--- Begin Passage ---

Paper redirects[edit]

Paper redirects are very often the printed-out versions of Web redirects. Scientific reviews that just repeat what different scientific investigations report and often (but not always) redirect the reader to all of them are another case. Finally, the address on the paper is also a kind of paper redirect as it does not contain anything except for the location of the place someone wants you to visit.

Other redirects, if been printed out but not on paper, are called real-life redirects. Books are very rarely considered redirects as they often contain some information. But a lot of complicated mystery novels redirect the reader to the previous pages where the reader may find the clue to the murder that he missed. [2]

Real-life redirects[edit]

A typical redirect used for a secret purpose.

The redirects in real life are maps, signposts and different clothes with the text printed on them (such as "Go Away", for example). They are often not very successful as it requires more than simple clicking to redirect their target audience to the place they want. Also, the principal differences between the real-life redirects and the virtual redirects (not the obvious one) is that a lot of people on the Internet, who get into the trap of the redirectors, are not willing to be relocated. Opposite to this, people who are redirected by, for example, signposts actually do want to move somewhere else and do not know where they currently are. [3]

References[edit]

  1. Web redirects often try to welcome people in order to hide their nature as long as they can.
  2. A lot of readers actually miss the murder.
  3. Those people are often called "fugitives".

--- End Passage ---

- **Objective**
Reproduce the passage on redirects above word for word, starting at "Real-life redirects[edit]" and ending at "as they can.".

--- Begin Excerpted data ---

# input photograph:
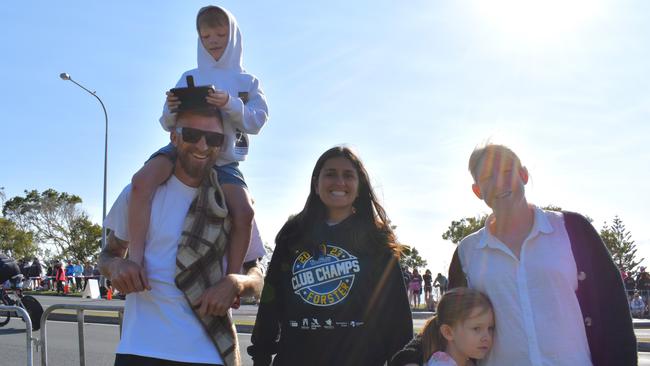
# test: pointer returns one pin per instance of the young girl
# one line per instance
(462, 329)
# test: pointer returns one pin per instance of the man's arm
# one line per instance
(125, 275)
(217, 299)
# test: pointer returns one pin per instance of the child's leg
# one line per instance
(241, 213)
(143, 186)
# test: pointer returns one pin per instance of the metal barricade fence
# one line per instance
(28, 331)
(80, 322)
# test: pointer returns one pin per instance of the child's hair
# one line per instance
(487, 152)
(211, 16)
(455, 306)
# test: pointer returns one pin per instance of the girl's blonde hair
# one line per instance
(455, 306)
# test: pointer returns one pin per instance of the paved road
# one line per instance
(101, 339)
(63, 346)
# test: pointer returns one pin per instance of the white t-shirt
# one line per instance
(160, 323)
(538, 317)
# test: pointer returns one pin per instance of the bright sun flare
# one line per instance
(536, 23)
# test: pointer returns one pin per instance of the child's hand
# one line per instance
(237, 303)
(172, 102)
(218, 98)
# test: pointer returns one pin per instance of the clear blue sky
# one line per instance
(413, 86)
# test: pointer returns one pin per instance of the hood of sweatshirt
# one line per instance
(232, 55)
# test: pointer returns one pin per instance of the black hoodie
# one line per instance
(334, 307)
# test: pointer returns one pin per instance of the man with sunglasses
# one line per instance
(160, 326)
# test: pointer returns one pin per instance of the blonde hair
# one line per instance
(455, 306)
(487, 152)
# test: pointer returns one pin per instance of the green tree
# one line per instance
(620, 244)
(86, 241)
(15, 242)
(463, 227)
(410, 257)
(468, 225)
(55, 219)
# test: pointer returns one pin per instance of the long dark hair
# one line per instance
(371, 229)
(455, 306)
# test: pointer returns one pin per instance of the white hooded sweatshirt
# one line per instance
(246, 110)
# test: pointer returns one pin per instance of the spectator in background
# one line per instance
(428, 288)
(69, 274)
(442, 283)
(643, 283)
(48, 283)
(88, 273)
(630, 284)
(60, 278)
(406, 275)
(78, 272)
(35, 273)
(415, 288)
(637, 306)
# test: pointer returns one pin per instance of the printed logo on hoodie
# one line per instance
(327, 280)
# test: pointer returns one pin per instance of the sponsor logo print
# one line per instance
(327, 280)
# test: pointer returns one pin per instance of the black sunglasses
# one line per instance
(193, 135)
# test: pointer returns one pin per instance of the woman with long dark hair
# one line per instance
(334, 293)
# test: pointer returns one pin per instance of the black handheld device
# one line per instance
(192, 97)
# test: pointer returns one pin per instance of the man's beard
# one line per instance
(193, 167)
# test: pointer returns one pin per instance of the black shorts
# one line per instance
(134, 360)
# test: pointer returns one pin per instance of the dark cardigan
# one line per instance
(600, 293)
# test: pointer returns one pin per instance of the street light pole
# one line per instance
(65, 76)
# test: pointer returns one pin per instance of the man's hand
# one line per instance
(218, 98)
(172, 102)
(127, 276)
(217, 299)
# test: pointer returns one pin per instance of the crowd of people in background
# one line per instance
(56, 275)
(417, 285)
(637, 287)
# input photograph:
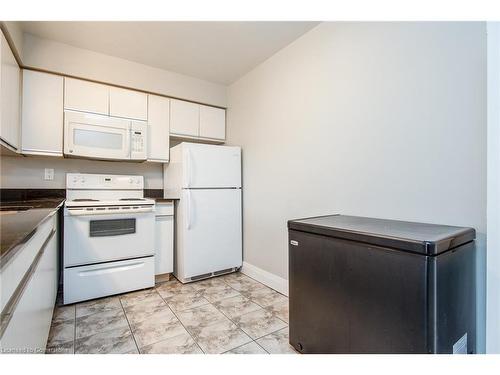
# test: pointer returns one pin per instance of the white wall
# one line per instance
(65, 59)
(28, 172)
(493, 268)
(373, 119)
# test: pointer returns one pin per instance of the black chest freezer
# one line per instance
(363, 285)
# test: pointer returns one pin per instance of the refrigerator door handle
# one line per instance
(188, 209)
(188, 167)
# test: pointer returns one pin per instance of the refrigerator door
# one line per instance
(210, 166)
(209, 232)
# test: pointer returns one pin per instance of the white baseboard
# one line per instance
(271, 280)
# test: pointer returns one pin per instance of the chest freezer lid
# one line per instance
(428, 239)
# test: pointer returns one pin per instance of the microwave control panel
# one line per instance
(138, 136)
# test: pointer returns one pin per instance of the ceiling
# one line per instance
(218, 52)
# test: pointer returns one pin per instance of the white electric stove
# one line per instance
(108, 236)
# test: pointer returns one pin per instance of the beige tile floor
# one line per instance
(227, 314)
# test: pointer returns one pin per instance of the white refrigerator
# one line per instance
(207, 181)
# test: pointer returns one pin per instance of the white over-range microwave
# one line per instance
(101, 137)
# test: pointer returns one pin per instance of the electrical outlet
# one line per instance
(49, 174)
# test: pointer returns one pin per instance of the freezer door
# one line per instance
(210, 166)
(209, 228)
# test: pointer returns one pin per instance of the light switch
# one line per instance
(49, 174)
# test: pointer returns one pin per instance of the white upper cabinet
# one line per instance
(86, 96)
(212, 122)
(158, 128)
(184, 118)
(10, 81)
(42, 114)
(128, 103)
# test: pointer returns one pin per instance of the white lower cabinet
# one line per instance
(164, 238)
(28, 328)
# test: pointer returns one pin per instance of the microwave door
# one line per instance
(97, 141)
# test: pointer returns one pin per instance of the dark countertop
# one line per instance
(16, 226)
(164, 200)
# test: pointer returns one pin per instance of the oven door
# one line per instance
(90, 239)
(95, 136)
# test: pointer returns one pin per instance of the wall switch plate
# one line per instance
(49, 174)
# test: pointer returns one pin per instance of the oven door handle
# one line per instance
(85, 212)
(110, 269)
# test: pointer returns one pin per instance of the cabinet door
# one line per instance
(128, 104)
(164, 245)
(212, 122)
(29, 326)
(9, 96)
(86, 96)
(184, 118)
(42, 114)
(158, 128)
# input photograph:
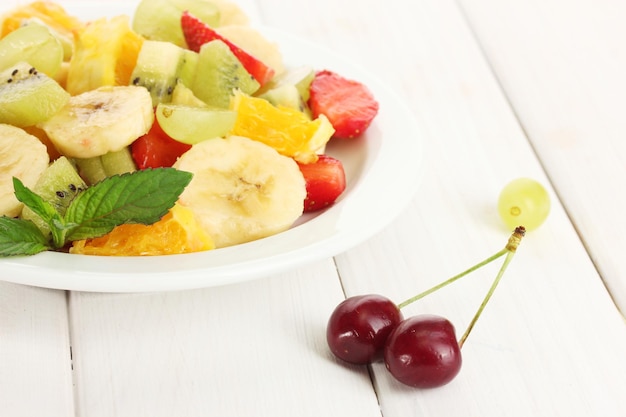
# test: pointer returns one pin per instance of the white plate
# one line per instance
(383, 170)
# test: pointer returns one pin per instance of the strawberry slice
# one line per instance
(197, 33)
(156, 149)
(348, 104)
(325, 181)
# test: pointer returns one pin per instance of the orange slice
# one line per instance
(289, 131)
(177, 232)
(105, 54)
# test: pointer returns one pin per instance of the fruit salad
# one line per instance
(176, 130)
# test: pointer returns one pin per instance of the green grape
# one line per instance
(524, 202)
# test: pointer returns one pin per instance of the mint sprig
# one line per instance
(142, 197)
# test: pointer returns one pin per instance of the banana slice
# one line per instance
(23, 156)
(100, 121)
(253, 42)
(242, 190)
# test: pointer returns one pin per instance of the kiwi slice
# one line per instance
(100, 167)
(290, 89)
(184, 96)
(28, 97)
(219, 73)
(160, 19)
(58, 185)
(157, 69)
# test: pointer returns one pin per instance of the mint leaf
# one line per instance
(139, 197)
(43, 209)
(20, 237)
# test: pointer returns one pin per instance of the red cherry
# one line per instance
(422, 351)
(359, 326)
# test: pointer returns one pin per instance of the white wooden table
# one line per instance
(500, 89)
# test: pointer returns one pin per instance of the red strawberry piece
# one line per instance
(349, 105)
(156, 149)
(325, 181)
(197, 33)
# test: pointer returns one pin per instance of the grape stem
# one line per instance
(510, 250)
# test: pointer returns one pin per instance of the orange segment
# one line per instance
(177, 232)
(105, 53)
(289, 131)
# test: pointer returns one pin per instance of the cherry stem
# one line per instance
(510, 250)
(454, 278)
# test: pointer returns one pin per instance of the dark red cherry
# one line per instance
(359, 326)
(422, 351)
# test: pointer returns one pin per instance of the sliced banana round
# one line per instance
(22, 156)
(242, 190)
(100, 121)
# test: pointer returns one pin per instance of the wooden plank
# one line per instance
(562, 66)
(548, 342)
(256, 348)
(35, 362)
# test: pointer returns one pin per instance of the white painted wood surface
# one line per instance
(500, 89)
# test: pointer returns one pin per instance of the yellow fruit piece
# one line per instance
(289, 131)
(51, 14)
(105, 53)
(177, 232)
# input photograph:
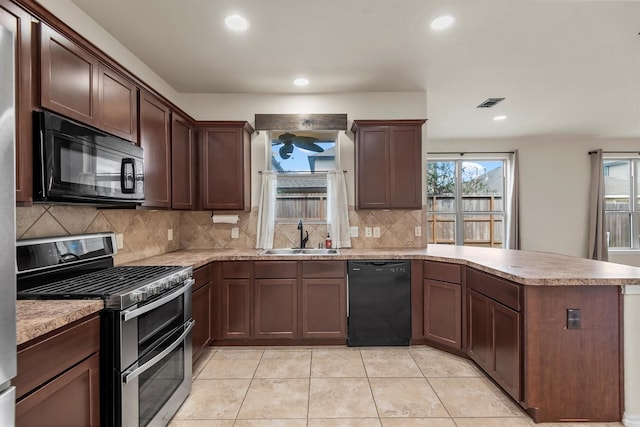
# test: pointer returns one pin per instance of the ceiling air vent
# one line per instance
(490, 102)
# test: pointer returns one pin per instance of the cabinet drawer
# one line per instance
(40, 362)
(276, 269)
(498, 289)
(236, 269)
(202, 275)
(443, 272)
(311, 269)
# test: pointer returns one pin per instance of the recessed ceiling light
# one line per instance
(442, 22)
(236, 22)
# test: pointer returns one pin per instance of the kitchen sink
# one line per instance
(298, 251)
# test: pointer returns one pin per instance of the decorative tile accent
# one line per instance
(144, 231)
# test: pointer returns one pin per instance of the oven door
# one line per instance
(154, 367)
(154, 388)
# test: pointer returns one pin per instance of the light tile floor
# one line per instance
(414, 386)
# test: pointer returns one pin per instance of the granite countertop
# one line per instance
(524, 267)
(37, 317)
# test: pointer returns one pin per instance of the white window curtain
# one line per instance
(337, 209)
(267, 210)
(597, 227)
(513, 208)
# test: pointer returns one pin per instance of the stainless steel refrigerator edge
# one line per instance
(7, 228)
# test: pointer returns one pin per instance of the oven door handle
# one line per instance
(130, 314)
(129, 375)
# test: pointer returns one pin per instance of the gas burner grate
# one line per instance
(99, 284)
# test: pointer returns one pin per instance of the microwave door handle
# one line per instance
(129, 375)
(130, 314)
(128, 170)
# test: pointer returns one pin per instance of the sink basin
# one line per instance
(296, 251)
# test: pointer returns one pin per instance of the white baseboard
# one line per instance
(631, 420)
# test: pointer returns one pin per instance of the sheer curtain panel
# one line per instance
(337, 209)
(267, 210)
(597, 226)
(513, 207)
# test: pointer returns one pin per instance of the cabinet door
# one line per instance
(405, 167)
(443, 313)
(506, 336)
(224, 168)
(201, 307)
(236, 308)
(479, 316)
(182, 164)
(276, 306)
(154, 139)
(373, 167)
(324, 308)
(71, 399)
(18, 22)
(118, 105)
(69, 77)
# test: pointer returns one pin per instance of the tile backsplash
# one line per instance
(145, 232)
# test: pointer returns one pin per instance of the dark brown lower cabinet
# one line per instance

--- End Excerpted data ---

- **Output**
Real-life redirects[edit]

A typical redirect used for a secret purpose.

The redirects in real life are maps, signposts and different clothes with the text printed on them (such as "Go Away", for example). They are often not very successful as it requires more than simple clicking to redirect their target audience to the place they want. Also, the principal differences between the real-life redirects and the virtual redirects (not the obvious one) is that a lot of people on the Internet, who get into the trap of the redirectors, are not willing to be relocated. Opposite to this, people who are redirected by, for example, signposts actually do want to move somewhere else and do not know where they currently are. [3]

References[edit]

  1. Web redirects often try to welcome people in order to hide their nature as long as they can.